• PROBLEM DESCRIPTION
Convert the lines from the one containing "eye, as pixel coordinates." through the one containing "(1003, 633)", both included, into a JSON list of strings with one string per line and blank lines omitted.

Location identification entries
====================

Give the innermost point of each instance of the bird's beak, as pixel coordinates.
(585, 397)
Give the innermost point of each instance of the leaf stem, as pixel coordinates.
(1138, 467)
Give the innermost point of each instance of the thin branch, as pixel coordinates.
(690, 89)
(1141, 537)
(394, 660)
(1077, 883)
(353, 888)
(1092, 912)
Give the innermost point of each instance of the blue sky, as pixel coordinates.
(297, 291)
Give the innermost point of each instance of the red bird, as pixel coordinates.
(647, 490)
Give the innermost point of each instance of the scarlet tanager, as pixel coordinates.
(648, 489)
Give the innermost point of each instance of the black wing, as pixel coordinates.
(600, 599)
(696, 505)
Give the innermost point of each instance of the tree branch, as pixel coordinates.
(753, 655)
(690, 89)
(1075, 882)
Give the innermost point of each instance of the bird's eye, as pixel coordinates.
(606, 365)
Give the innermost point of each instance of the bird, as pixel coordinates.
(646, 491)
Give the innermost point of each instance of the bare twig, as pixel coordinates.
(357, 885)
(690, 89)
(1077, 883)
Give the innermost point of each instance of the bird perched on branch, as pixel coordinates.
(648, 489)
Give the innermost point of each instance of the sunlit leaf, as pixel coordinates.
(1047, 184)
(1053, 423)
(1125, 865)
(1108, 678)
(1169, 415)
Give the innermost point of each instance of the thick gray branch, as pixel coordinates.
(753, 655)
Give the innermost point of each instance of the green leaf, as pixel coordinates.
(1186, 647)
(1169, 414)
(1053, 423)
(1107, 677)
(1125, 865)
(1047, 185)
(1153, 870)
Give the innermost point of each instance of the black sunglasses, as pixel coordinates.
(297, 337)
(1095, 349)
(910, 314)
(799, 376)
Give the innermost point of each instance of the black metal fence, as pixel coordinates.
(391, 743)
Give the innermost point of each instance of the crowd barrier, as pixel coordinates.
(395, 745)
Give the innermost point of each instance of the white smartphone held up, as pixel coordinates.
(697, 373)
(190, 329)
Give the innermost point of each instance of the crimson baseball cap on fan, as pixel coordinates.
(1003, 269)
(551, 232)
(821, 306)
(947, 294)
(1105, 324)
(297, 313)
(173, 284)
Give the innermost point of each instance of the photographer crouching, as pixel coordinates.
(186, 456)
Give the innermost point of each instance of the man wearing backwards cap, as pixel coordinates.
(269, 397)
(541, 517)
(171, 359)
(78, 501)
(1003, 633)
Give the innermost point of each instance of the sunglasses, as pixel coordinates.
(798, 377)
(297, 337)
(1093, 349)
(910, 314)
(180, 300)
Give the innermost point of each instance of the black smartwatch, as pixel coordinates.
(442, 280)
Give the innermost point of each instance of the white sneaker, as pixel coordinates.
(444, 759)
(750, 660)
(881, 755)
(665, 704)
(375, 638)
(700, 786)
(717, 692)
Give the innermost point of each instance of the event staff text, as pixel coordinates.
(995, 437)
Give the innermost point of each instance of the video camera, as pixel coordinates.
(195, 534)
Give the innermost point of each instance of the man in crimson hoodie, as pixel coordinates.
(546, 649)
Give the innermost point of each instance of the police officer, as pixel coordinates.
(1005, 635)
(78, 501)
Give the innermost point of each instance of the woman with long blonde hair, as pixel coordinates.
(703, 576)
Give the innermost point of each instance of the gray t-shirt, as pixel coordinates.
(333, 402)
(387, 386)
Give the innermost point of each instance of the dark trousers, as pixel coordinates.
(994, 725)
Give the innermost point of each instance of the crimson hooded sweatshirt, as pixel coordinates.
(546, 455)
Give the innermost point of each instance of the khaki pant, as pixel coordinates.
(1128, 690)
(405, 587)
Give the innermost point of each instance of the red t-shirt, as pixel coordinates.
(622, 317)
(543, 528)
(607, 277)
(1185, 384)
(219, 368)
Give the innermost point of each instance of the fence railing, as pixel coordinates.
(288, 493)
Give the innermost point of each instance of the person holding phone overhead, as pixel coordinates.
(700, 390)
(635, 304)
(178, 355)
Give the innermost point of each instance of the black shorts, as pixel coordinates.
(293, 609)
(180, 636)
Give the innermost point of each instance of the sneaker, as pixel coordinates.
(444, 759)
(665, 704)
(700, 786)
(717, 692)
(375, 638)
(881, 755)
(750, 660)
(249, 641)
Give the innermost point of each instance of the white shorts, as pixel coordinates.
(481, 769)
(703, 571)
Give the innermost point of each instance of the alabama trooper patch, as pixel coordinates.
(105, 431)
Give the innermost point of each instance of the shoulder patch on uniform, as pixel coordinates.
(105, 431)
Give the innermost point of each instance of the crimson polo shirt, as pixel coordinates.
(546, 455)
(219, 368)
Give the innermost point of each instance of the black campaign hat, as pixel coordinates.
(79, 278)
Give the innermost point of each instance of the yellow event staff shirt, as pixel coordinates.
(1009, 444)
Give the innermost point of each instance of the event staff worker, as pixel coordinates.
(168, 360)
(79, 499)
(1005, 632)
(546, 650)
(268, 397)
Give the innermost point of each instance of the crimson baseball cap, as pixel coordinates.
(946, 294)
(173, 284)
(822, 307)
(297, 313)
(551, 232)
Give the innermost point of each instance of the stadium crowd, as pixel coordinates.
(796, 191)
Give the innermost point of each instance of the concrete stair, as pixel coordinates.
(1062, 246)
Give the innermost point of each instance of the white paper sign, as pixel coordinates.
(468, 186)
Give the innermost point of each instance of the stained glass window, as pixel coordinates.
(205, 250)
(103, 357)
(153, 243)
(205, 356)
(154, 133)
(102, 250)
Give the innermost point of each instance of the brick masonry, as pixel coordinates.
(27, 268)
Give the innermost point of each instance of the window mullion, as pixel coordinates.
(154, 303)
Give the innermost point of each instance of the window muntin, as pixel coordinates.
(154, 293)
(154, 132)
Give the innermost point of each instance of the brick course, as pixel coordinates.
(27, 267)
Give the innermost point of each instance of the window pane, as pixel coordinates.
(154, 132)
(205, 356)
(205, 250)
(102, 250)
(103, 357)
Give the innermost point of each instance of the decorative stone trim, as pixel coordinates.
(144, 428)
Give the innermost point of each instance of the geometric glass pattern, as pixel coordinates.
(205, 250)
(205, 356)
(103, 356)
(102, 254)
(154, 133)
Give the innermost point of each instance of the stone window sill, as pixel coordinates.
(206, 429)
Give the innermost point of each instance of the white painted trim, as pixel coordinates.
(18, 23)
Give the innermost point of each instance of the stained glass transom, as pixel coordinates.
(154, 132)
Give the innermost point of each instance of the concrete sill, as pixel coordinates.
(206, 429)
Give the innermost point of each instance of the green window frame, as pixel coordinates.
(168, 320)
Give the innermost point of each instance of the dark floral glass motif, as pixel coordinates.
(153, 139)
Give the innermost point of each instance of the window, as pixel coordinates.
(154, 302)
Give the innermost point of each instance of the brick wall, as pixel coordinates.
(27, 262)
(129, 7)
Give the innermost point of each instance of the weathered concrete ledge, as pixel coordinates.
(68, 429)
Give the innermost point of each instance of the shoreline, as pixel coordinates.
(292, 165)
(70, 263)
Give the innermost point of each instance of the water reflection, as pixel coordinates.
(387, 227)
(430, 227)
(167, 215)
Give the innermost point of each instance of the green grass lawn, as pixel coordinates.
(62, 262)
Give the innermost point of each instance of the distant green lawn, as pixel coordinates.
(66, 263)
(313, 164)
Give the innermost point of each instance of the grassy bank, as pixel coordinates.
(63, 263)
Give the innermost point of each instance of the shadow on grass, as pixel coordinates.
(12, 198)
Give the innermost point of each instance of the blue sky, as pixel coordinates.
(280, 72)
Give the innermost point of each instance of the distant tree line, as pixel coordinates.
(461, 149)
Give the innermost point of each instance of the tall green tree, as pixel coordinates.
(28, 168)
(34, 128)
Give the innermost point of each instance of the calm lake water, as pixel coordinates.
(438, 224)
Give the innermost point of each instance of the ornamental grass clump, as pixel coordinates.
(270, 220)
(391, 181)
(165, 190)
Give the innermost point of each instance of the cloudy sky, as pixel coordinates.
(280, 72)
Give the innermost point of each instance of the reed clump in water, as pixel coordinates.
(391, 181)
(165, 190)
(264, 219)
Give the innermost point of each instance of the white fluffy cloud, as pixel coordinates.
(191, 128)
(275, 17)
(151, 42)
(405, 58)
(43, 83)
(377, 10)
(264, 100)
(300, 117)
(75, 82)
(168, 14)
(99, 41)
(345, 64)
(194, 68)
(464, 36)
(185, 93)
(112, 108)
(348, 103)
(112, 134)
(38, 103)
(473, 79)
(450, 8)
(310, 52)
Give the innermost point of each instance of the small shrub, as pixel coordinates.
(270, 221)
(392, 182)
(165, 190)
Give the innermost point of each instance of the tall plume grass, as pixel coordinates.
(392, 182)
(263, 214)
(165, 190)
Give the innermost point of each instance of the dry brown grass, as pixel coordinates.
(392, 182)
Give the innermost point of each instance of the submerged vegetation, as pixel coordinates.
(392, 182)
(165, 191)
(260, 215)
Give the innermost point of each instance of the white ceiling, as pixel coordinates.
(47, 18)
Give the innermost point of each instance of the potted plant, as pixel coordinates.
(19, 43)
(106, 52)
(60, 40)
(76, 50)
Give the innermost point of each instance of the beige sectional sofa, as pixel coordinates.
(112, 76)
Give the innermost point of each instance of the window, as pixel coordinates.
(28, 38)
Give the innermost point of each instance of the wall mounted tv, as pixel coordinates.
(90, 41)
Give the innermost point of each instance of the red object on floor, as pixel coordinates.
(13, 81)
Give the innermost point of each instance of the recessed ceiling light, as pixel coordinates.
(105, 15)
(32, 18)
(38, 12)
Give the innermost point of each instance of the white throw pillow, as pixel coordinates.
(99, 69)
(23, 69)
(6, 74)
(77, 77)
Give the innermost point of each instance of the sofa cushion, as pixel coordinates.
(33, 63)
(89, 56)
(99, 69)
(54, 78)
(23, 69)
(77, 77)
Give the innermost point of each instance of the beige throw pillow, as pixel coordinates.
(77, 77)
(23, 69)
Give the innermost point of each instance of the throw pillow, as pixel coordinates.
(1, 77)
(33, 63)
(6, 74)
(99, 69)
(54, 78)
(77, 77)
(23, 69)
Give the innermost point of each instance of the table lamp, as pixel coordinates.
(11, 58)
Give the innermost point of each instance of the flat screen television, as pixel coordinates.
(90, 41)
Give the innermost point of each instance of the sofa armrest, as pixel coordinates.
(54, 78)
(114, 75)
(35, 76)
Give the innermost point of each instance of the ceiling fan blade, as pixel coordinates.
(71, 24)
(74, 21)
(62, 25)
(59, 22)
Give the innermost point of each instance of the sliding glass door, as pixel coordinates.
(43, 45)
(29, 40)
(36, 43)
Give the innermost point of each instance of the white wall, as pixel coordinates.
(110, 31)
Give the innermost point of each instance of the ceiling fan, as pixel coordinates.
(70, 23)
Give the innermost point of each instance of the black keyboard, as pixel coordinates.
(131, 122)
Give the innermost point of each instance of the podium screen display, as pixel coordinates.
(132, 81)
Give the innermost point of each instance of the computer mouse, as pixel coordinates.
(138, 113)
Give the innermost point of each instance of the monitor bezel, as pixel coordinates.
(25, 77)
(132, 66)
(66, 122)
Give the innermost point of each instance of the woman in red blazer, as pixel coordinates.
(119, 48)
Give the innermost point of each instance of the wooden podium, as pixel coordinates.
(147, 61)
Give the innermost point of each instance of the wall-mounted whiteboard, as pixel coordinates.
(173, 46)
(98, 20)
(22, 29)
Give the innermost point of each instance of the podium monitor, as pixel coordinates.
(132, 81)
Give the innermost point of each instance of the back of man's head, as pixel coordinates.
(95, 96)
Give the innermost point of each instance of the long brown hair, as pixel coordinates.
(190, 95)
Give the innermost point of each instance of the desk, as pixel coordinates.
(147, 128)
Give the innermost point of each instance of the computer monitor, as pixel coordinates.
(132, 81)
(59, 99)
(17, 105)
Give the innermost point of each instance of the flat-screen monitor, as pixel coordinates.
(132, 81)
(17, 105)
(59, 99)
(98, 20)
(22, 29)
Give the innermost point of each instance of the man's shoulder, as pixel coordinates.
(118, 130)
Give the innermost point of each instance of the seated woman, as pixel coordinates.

====================

• SOLUTION TO THE PROBLEM
[
  "Give the innermost point of each instance of the bird's eye, as pixel coordinates.",
  "(606, 365)",
  "Give the innermost point of each instance of the bird, as pixel coordinates.",
  "(646, 491)",
  "Give the innermost point of each instance of the bare twig, as pixel coordinates.",
  "(357, 885)",
  "(690, 89)",
  "(1077, 883)",
  "Give the innermost point of each instance of the bird perched on branch, as pixel coordinates.",
  "(648, 489)",
  "Give the innermost point of each instance of the sunlit leaf, as pixel coordinates.",
  "(1047, 184)",
  "(1053, 423)",
  "(1125, 865)",
  "(1108, 678)",
  "(1169, 415)",
  "Give the innermost point of each instance of the thick gray branch, as pixel coordinates.",
  "(753, 655)",
  "Give the innermost point of each instance of the green leaf, as pixel coordinates.",
  "(1186, 647)",
  "(1169, 414)",
  "(1053, 423)",
  "(1107, 677)",
  "(1125, 865)",
  "(1047, 185)",
  "(1153, 870)",
  "Give the innermost point of each instance of the black sunglasses, as pixel coordinates.",
  "(297, 337)",
  "(1095, 349)",
  "(910, 314)",
  "(799, 376)",
  "Give the innermost point of each instance of the black metal fence, as pixel coordinates.",
  "(391, 743)",
  "Give the innermost point of each instance of the crowd barrier, as pixel coordinates.",
  "(395, 745)",
  "Give the innermost point of each instance of the white smartphone held up, as pixel coordinates.",
  "(697, 373)",
  "(190, 329)",
  "Give the innermost point of each instance of the crimson baseball cap on fan, as pixel coordinates.",
  "(1003, 269)",
  "(551, 232)",
  "(821, 306)",
  "(947, 294)",
  "(1105, 324)",
  "(297, 313)",
  "(173, 284)",
  "Give the innermost point of each instance of the photographer crouching, as pixel coordinates.",
  "(186, 456)",
  "Give the innermost point of each instance of the man wearing backwards cap, as pixel coordinates.",
  "(269, 397)",
  "(541, 517)",
  "(171, 359)",
  "(78, 501)",
  "(1003, 633)"
]